* Set task A
Quote the operating and financial review word for word, starting at the words "The combination of" and ending after "in their field.".
* Set task B
According to the operating and financial review, how many customers had long-term supply agreements as of June 30, 2023?

* Selected extract
● ● ● ● ●
OPERATING AND FINANCIAL REVIEWS AND PROSPECTS
Overview
GLOBALFOUNDRIES Inc. (“We,” “GF,” or the “Company”) is one of the world’s leading semiconductor foundries. We manufacture complex, feature-rich integrated circuits (“ICs”) that enable billions of electronic devices that are pervasive throughout nearly every sector of the global economy. With our specialized foundry manufacturing processes, a library consisting of thousands of IP titles, and differentiated transistor and device technology, we serve a broad range of customers, including the global leaders in IC design, and provide optimized solutions for the function, performance and power requirements of critical applications driving key secular growth end markets.

The combination of our highly-differentiated technology and our scaled manufacturing footprint enables us to attract a large share of single-sourced products and long-term supply agreements (“LTAs”), providing a high degree of revenue visibility and significant operating leverage, resulting in improved financial performance and bottom line growth. These agreements include binding, multi-year, reciprocal annual (and, in some cases, quarterly) minimum purchase and supply commitments with wafer pricing and associated mechanics outlined for the contract term. Through an intense focus on collaboration, we have built deep strategic partnerships with a broad base of more than 40 customers with LTAs as of June 30, 2023, many of whom are the global leaders in their field.
● ● ● ● ●
[Bounding box annotation entries]
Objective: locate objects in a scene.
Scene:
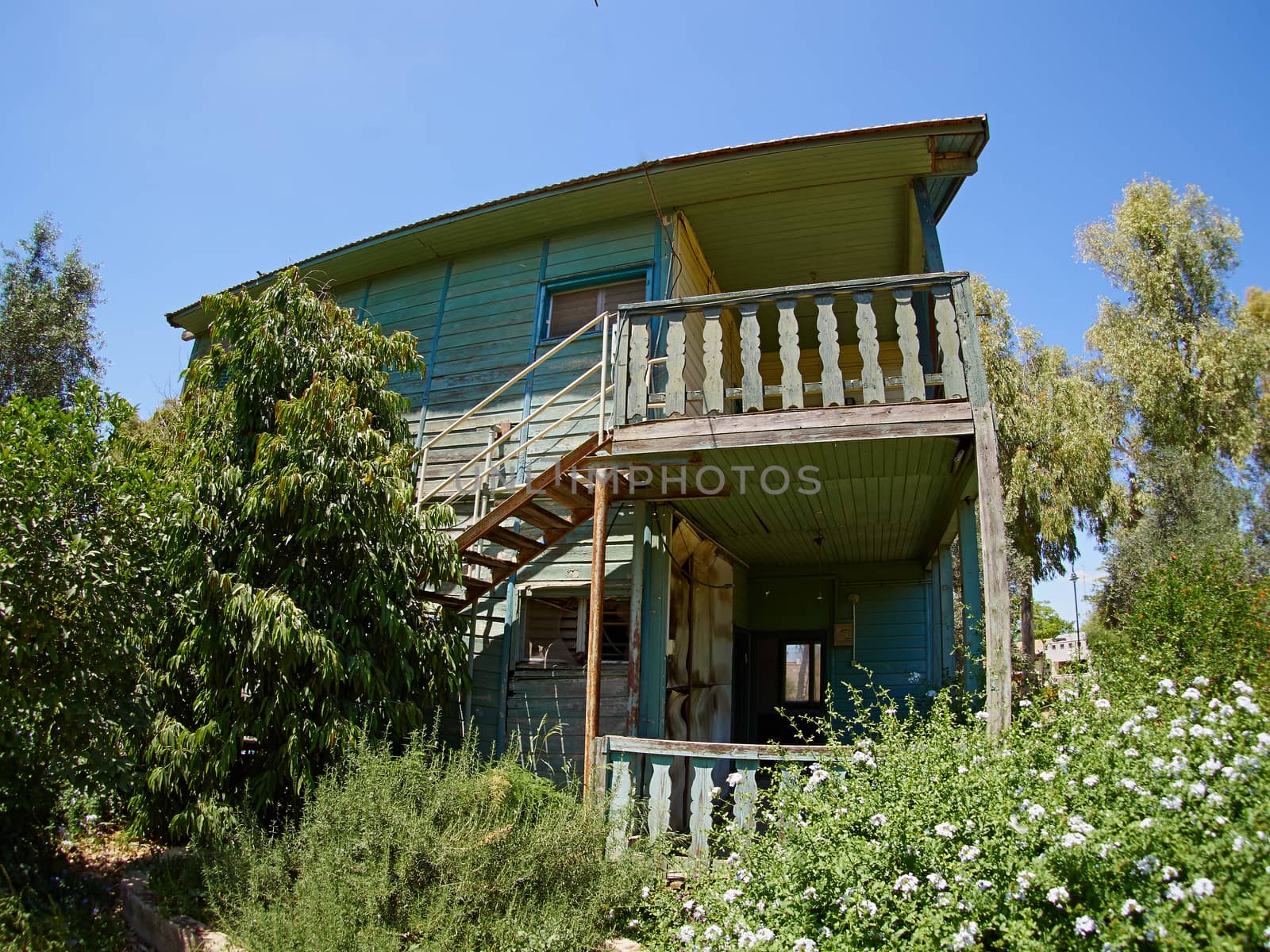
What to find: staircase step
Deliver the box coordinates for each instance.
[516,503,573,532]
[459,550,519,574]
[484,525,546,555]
● ● ● ● ●
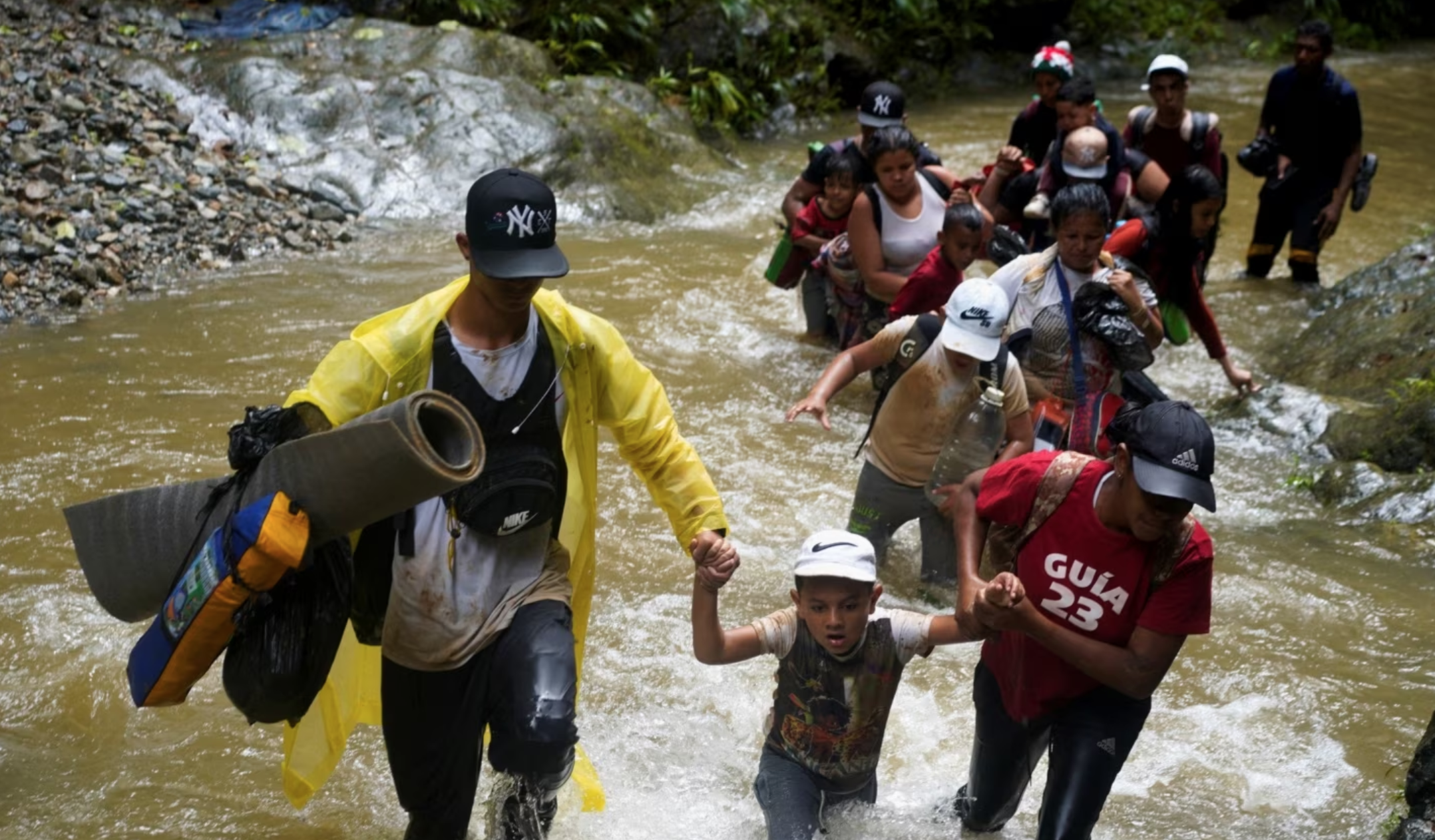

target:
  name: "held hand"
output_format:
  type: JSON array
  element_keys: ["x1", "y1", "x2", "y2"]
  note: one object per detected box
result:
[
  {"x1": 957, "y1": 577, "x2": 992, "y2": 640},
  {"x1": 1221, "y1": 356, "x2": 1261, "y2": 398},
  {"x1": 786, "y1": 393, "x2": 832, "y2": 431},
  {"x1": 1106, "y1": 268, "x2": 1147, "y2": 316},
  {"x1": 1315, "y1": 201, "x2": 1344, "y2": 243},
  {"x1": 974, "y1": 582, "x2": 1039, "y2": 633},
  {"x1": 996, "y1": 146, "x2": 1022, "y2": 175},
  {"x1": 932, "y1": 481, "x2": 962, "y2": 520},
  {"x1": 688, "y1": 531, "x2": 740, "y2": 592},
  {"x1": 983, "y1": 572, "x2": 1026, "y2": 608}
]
● ● ● ● ●
* Worked answer A
The combination of our highly-differentiated technology and our scaled manufacturing footprint enables us to attract a large share of single-sourced products and long-term supply agreements (“LTAs”), providing a high degree of revenue visibility and significant operating leverage, resulting in improved financial performance and bottom line growth. These agreements include binding, multi-year, reciprocal annual (and, in some cases, quarterly) minimum purchase and supply commitments with wafer pricing and associated mechanics outlined for the contract term. Through an intense focus on collaboration, we have built deep strategic partnerships with a broad base of more than 40 customers with LTAs as of June 30, 2023, many of whom are the global leaders in their field.

* Worked answer B
More than 40 customers.